* Provided text:

Come with me to the Kremlin: Whispering sweet nothings in infant ear

Come with me to the Kremlin: Whispering sweet nothings in infant ear

True, the approach, with its Islamophobic implications, may endanger the alliances with majority-Muslim governments that US conservatives painstakingly forged against sexual rights over 15 years. But Putin’s regime is far more powerful as a patron than Pakistan or Egypt. Seen from Rockford, Illinois, losing the latter to win the former isn’t a bad bargain. True, too, the origins of the argument are Eurocentric, and may prove off-putting in Africa or Asia. But Russia, with its “traditional values” rhetoric at the UN, is already trying to position itself to lead a socially conservative bloc of States in international venues. If you were Scott Mosher or Allan Carlson or Austin Ruse, you’d trust Putin with the hard work of getting Southern countries on board. Duma Speaker Sergei Naryshkin has already suggested this is a global duty for Russian diplomacy: “Recent events abroad have shown us the acute nature of the issue concerning the defense of traditional values. We must assert our point of view in international discussions. After all, we’re speaking on behalf of the overwhelming majority of Russian citizens.”

* Objectives:
1. In one to three sentences, explain why, according to the passage on the Kremlin and US conservatives, losing the alliances with Pakistan or Egypt "isn't a bad bargain."
2. Go on with the passage on the Kremlin and US conservatives from where it stops.
The material after the passage on the Kremlin and US conservatives is separate from it.

* Recorded data:
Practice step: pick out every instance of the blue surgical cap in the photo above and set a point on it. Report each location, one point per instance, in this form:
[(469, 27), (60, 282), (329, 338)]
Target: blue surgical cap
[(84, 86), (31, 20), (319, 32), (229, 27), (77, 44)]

* Responses to the exercise:
1. Putin's regime is a far more powerful patron than Pakistan or Egypt. From the perspective of Rockford, Illinois, giving up those majority-Muslim allies to gain Russia is therefore worth it.

2.
In the New Right 2.0 that has Putin as patron, groups like the WCF are loud — but subordinate. They’ll make their noises, but they’ll do what they’re told. When Brian Brown or Scott Lively trek to Moscow, they more and more resemble minor Soviet-era satellite dictators, a Husák or Rákosi or Gomułka come to fawn over the top dog and do obeisance. They can strut and posture and piss over the territory back in their own back yards, but they know who leads the pack.

The population panic and the argument that demography-is-destiny aren’t new. We’ve seen them before — not least as a large component of Fascist ideologies in the ’20s and ’30s. Again these anxieties are stirring in a time of economic misery, social unrest, and fear. Again they have a Great Power propagandizing for them. And again they’ve collected a motley crew of fellow travellers, not in brown shirts but in black cassocks or suits and ties. It’s a dangerous time: not because humanity is dying out, as the woman-hating doomsayers claim, but because human values of diversity, cooperation, and understanding are yet again under threat.

Time to fight back.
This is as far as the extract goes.